The Women’s Suffrage movement in Canada relied on petitions to provincial governments; on lecture tours and speaking engagements; on meetings with politicians; and on public meetings and events.

In 1918 at least 3,865 names on 18 petitions, representing areas from across Nova Scotia, were presented to the House of Assembly and on April 26, 1918, the “The Nova Scotia Franchise Act”1 was passed granting women the right to vote, with certain conditions.

Twenty three individuals from the Hantsport Area have so far been identified on those petitions and their names and further details are listed below.

Qualification of Voters.

Every person (male and female) shall be entitled to be registered in any year upon the list of voters for the proper polling district of any county, if such person –

      1. Is of the full age of twenty-one years and is not by this Chapter, or by any law of the Province of Nova Scotia, disqualified or prevented from voting and has not since the last revision of the lists of voters received aid as a pauper under any law of the Province of Nova Scotia, and

      1. Is a British subject by birth or naturalization, and

      2. (paraphrased) Was assessed of real property to the value of $150 or personal and real property to the value of $300; or was assessed in respect of income to the amount of $250 from some profession, trade, calling of office, or some investment, or was at the time of the last assessment the wife or husband, not otherwise qualified to vote, of a person with property as above or; was the son or daughter not otherwise qualified to vote of a person with property as above. (emphasis added)

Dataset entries
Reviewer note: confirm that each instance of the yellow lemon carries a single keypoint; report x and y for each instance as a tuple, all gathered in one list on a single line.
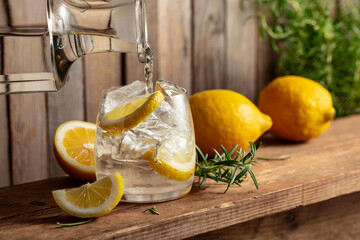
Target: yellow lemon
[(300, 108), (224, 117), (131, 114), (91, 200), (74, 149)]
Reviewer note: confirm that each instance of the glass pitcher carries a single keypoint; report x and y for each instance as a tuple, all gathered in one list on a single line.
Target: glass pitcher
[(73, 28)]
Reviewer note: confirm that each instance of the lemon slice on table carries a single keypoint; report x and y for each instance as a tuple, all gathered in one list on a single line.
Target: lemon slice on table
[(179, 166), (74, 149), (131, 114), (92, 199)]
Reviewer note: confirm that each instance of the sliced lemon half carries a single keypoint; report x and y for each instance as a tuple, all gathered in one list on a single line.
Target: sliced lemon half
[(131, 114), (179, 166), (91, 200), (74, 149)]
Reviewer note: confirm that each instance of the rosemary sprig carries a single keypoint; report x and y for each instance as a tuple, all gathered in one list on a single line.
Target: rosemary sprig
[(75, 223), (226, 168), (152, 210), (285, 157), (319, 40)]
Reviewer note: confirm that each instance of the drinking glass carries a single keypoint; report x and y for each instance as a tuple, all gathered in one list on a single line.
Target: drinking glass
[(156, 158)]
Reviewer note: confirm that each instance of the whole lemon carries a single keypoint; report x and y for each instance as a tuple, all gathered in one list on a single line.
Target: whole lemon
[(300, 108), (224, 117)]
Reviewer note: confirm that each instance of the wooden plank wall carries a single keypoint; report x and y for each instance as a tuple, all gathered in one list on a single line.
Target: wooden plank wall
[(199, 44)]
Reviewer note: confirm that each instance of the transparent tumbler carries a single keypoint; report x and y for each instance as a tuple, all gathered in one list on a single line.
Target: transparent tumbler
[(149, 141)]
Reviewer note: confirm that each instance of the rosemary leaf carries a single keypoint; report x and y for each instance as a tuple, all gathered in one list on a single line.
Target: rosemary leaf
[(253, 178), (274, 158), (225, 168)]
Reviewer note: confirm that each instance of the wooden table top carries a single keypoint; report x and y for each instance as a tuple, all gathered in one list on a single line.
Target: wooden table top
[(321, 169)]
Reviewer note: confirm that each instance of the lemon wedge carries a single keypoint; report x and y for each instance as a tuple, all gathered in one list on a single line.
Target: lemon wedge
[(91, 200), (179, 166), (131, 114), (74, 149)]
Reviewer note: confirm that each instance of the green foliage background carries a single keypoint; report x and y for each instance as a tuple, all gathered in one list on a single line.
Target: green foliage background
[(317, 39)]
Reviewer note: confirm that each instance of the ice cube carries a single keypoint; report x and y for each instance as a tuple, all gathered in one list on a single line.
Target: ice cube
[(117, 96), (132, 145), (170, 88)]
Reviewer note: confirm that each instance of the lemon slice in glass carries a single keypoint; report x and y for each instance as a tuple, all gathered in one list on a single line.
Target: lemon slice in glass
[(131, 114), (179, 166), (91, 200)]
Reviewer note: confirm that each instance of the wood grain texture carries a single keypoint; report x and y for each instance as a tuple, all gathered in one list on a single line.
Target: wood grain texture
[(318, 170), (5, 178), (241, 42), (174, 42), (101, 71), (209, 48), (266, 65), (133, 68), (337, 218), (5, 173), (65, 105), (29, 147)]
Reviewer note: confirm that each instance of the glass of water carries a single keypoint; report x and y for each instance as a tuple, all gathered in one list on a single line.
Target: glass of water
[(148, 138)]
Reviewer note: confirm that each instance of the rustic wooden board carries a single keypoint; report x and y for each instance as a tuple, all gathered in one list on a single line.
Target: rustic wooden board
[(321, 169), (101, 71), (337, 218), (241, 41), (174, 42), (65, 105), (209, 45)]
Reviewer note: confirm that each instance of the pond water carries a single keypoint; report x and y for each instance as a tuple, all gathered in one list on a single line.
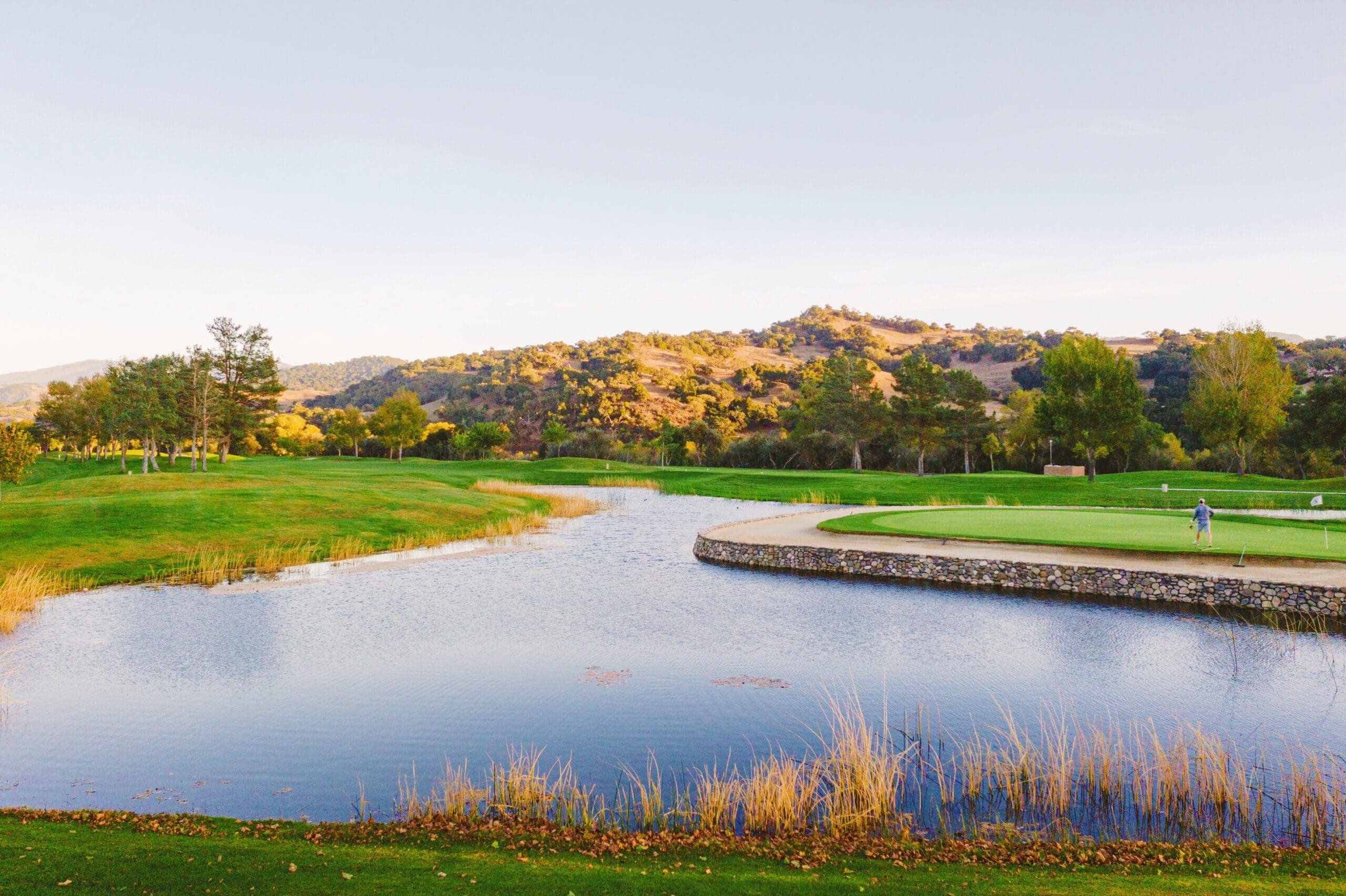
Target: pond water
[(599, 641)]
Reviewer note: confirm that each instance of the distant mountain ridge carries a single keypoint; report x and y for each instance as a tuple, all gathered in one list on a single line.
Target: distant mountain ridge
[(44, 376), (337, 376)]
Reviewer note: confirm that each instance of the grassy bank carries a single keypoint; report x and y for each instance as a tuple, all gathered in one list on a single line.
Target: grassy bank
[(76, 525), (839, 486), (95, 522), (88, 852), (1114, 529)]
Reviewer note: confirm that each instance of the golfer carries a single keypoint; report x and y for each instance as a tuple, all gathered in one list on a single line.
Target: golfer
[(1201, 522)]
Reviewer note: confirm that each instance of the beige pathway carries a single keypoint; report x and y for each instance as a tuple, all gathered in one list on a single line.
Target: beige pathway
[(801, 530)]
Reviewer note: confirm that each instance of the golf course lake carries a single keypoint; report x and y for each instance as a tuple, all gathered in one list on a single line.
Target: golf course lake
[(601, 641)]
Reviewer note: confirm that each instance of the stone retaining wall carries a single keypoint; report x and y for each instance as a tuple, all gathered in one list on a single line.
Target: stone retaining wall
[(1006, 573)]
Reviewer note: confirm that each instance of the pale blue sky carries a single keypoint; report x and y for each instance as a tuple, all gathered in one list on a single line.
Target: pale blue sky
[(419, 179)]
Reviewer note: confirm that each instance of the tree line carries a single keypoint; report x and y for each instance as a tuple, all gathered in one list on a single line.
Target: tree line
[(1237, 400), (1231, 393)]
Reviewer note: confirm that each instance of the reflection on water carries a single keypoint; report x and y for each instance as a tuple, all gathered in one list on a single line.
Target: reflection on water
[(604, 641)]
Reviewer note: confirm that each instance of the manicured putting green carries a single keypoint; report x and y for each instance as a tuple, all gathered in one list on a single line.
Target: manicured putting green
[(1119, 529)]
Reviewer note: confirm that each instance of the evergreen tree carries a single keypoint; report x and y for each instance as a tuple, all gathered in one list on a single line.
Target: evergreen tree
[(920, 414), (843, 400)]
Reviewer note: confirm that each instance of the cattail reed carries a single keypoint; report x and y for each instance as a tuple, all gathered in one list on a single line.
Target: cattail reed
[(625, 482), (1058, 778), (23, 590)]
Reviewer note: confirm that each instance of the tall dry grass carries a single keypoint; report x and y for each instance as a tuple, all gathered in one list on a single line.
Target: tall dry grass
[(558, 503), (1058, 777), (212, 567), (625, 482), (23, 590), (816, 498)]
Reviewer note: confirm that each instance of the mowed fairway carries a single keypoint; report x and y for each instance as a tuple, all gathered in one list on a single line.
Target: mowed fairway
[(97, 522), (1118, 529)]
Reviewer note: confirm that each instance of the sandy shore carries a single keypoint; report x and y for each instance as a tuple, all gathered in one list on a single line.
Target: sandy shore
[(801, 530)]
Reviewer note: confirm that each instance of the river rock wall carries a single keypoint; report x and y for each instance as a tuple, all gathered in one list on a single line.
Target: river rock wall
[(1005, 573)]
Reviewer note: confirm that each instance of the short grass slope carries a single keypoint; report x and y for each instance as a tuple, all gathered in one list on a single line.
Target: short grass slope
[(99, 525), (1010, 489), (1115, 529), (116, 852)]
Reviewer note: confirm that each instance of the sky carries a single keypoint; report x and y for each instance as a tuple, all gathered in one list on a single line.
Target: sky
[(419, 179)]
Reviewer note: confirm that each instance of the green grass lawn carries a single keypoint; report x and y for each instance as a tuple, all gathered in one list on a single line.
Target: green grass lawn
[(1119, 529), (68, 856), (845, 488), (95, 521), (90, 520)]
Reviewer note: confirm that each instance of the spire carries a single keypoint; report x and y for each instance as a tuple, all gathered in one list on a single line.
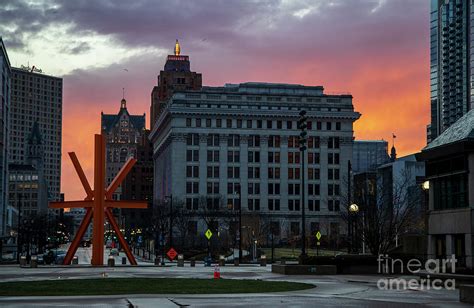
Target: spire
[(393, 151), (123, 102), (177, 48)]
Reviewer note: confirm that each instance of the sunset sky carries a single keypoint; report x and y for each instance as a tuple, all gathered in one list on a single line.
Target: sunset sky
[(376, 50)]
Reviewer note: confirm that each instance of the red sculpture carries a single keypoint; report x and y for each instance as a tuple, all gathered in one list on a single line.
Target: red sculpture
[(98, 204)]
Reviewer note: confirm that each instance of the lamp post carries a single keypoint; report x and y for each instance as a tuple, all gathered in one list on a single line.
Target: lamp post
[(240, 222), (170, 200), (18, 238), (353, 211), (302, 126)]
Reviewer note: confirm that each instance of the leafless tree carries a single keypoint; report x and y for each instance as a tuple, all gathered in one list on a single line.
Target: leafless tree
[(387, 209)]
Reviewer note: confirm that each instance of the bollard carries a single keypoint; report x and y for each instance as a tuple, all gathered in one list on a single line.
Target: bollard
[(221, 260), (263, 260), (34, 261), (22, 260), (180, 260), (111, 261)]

STATED PROBLEM 1
In the Nova Scotia suffrage text, condense the paragraph beginning "In 1918 at least 3,865 names" into two shorter sentences that keep its main facts.
STATED PROBLEM 2
Write what follows the last sentence of the Nova Scotia suffrage text, carrying it on from that point.
The rows are separate material with no connection to the Nova Scotia suffrage text.

FINAL RESULT 1
In 1918, at least 3,865 names on 18 petitions from across Nova Scotia were presented to the House of Assembly. On April 26, 1918, the Nova Scotia Franchise Act passed, granting women the right to vote with certain conditions.

FINAL RESULT 2
It should be noted that a few Nova Scotian women voted prior to 1918:

  • two recorded incidents in Nova Scotia make it clear that women voted there. The first involved a disputed election in Amherst Township and the second an 1840 election in Annapolis County, where the Tories made great efforts to use women’s votes to save the riding from a Reform landslide”2

  • widows who owned, occupied or leased property with a value sufficient to confer the right to vote.

  • the federal War-time Elections Act of 1917 conferred the right to vote on the spouses, widows, mothers, sisters and daughters of any persons, male or female, living or dead, who were serving or had served in the Canadian forces, provided they met the age, nationality and residency requirements for electors in their respective provinces.

 

On the 26th of April, 2018 an infographic was unveiled marking the 100th anniversary of “The Nova Scotia Franchise Act”.

 

The original 1918 petitions are held by The Nova Scotia Archives3 in Halifax.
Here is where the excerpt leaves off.